## Task directions:
Rewrite the news article from "The New Zealand" up to and including "between 5 and 12.", changing "NZ Defence Force" to "New Zealand Defence Force" wherever it occurs.

## Text segment:
The New Zealand Provincial Reconstruction Team (NZ PRT) operated five live firing ranges during its deployment in Afghanistan's Bamiyan Province from 2003 to 2013. Photo / Supplied
The NZ Defence Force is making another sweep of an old live firing range in Afghanistan, where seven children were reportedly killed by a left-behind device.
Defence Minister Ron Mark said the remedial work must be completed. But claims linking victims with unexploded ordnance on New Zealand's live firing ranges were yet to be confirmed, he told the Herald.
The revelation came as part of a Stuff Circuit investigation, which found 17 civilians had been killed or injured in incidents linked to New Zealand ranges in the war-torn country.
A child reportedly found a device at Beersheba Range in April 2014 and carried it to a nearby village where an explosion occurred, killing seven children aged between 5 and 12.
A Human Rights Watch report also linked the deaths to a range used by the NZ Defence Force (NZDF).
"If you are an international military and you're deployed in someone else's country, you're responsible for cleaning up your own firing range," Patrick Fruchet, head of the United Nations Mine Action Service in Afghanistan, told Stuff.
"You can't just leave unexploded ordnance behind in somebody else's country."
But, despite New Zealand being asked to undertake of a new sweep of the range as a result of higher standards being brought in, Mark today said the claims regarding the killed children had "not been confirmed".

## Given records:
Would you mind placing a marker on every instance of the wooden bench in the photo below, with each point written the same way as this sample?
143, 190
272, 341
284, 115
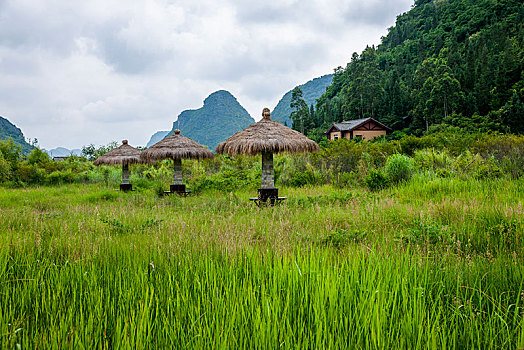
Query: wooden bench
269, 201
180, 193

## Answer space:
The New Zealand Provincial Reconstruction Team (NZ PRT) operated five live firing ranges during its deployment in Afghanistan's Bamiyan Province from 2003 to 2013. Photo / Supplied
The New Zealand Defence Force is making another sweep of an old live firing range in Afghanistan, where seven children were reportedly killed by a left-behind device.
Defence Minister Ron Mark said the remedial work must be completed. But claims linking victims with unexploded ordnance on New Zealand's live firing ranges were yet to be confirmed, he told the Herald.
The revelation came as part of a Stuff Circuit investigation, which found 17 civilians had been killed or injured in incidents linked to New Zealand ranges in the war-torn country.
A child reportedly found a device at Beersheba Range in April 2014 and carried it to a nearby village where an explosion occurred, killing seven children aged between 5 and 12.